Tag: bible

  • The Cult of Control: Rethinking Islam

    I want to be clear: I am not writing this as a person who hates faith. I’m spiritual, not a believer in organised religion, but I deeply respect those who find meaning and comfort in it. Still, when religion, Islam in particular; becomes the tool through which women’s voices are silenced and their lives controlled, then I have no choice but to confront it. I didn’t come here to dismantle anyone’s faith, I came to question the systems that have used that faith to justify inequality. And to do that, I have to go through Islam itself.

    Most Muslims are taught from childhood that the Quran was revealed by God, delivered through the angel Jibreel to Prophet Muhammad, and preserved word for word without human interference. It is the foundation of faith, the source of law, and the unquestionable truth. To doubt it is to risk not only your faith but also your place in your family, your community, and even your safety. Yet here I am, daring to ask the questions most would silence before they even reach their own lips.

    While most Muslims believe the Quran is divine, I believe it was written by a man, or at the very least, shaped by human hands, politics, and culture. And that man, Muhammad, made sure that in every possible aspect of life, the benefits tilted toward himself and other muslim men. The Quran, rather than being a universal book of justice, has functioned as a handbook for patriarchy, cementing women’s obedience as sacred duty and muslim men’s dominance as divine order. Call it what it is: not revelation, but construction. Not divine freedom, but a cult… A very successful one.

(Saved data entries)
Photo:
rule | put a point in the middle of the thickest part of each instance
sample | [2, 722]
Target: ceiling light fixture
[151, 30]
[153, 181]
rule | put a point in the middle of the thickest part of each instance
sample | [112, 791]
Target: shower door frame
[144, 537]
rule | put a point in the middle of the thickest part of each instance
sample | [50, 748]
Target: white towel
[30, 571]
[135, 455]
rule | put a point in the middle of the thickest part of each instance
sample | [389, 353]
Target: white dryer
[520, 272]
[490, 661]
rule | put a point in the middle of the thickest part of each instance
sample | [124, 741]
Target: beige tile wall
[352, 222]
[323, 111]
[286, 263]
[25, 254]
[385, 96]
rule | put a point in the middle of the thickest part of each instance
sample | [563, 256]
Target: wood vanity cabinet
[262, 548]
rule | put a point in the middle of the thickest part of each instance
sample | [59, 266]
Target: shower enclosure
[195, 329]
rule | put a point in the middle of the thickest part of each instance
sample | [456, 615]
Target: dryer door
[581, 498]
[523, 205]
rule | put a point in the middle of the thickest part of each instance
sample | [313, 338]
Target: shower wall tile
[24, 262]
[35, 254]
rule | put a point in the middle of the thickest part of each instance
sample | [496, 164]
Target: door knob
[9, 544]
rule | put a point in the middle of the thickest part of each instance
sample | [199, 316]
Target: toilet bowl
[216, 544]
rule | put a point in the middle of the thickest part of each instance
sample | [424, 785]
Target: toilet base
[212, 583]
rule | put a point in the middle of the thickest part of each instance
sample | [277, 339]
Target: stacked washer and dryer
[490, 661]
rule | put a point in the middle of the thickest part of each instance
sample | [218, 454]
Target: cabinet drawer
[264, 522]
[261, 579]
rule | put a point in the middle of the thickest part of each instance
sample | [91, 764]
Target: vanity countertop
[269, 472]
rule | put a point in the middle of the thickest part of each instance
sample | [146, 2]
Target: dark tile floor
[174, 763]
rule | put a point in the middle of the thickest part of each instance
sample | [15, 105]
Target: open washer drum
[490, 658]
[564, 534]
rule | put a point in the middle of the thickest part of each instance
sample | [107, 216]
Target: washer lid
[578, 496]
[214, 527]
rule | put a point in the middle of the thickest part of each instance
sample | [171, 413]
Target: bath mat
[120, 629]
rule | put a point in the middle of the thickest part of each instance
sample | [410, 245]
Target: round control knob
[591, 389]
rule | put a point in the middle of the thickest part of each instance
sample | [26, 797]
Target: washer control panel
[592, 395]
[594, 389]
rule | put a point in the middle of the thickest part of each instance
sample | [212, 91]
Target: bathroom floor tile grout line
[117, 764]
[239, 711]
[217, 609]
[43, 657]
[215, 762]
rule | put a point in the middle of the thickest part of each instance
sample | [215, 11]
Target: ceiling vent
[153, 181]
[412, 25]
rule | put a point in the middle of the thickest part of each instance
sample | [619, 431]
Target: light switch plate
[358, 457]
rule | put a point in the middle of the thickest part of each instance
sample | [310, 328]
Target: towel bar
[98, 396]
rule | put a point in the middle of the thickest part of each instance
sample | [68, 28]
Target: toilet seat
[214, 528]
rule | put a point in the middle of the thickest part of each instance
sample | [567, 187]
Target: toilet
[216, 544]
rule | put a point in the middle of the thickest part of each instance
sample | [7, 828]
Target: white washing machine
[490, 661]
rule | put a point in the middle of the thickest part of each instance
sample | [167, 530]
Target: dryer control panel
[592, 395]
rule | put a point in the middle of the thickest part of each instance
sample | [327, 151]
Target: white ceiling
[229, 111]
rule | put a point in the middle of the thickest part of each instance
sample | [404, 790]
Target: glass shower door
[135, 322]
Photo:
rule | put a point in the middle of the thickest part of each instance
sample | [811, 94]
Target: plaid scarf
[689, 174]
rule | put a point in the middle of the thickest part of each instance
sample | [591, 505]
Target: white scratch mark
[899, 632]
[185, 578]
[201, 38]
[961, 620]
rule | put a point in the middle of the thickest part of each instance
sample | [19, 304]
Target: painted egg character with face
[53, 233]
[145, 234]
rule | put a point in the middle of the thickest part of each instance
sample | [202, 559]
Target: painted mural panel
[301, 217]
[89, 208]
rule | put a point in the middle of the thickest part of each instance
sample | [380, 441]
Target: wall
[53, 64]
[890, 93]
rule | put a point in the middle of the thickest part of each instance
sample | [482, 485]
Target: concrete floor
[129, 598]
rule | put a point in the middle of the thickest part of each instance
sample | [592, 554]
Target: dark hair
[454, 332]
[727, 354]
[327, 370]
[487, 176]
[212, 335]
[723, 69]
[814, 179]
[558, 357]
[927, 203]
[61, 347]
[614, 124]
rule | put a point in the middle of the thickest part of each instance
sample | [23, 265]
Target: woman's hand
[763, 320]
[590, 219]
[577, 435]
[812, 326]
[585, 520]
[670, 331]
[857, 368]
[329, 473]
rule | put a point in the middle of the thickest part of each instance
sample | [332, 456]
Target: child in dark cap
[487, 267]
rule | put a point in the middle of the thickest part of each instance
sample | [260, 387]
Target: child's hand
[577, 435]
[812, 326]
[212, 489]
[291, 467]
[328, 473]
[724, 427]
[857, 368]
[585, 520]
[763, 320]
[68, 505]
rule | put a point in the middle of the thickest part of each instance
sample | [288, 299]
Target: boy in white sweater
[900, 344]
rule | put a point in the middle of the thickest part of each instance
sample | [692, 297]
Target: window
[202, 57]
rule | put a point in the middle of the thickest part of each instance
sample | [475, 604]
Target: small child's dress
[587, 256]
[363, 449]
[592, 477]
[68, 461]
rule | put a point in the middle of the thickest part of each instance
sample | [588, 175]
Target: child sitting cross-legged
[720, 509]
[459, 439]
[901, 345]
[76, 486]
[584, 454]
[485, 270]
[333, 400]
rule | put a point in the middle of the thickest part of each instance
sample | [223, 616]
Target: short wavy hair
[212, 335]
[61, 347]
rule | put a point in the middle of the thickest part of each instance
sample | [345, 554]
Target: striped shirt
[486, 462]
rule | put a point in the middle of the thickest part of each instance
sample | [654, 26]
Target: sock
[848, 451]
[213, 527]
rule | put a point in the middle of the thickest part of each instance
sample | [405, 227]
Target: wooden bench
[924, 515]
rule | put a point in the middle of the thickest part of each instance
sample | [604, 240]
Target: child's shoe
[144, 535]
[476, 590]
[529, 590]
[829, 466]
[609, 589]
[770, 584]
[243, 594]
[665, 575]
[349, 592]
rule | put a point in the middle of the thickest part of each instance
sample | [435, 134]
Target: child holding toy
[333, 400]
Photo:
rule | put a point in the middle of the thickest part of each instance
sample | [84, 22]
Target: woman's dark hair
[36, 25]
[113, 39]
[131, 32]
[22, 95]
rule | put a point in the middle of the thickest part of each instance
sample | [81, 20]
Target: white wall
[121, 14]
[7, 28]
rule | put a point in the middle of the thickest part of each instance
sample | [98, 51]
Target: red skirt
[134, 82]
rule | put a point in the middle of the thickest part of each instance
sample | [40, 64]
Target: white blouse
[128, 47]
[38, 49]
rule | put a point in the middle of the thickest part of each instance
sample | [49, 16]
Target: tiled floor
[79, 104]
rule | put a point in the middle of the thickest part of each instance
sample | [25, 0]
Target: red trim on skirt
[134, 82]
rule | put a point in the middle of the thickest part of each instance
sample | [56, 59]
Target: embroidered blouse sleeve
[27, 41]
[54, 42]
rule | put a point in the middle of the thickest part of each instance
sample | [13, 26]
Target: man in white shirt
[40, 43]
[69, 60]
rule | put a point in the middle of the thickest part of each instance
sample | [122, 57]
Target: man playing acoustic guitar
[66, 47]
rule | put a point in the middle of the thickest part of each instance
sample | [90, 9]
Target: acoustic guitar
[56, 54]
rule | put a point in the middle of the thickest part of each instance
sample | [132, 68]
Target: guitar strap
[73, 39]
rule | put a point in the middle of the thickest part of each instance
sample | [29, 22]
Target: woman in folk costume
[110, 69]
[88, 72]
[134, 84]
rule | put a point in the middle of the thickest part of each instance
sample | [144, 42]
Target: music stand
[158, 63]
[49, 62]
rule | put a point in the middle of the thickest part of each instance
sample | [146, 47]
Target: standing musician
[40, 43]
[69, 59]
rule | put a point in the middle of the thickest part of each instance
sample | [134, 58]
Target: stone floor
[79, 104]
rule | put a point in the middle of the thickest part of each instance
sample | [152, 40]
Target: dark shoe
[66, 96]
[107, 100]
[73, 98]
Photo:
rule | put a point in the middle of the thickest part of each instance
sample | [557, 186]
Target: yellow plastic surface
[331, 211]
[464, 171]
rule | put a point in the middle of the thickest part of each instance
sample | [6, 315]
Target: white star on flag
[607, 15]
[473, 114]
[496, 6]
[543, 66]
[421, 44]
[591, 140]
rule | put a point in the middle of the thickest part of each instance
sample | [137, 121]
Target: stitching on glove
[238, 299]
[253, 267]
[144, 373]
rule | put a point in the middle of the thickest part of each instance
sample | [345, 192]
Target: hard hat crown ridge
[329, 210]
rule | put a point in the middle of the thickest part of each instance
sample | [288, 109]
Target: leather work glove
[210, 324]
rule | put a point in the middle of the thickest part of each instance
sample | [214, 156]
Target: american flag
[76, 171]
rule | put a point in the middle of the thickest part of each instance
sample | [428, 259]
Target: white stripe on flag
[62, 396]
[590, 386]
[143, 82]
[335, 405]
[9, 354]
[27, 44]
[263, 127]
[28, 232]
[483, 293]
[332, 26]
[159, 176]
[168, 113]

REQUIRED TASKS:
1: Repeat the essay word for word, starting at "Most Muslims are" and stopping after "their own lips.".
2: In the essay, which angel do most Muslims learn delivered the Quran to Prophet Muhammad?
These rows have no connection to the essay.

IN RESPONSE:
1:
Most Muslims are taught from childhood that the Quran was revealed by God, delivered through the angel Jibreel to Prophet Muhammad, and preserved word for word without human interference. It is the foundation of faith, the source of law, and the unquestionable truth. To doubt it is to risk not only your faith but also your place in your family, your community, and even your safety. Yet here I am, daring to ask the questions most would silence before they even reach their own lips.

2: The angel Jibreel.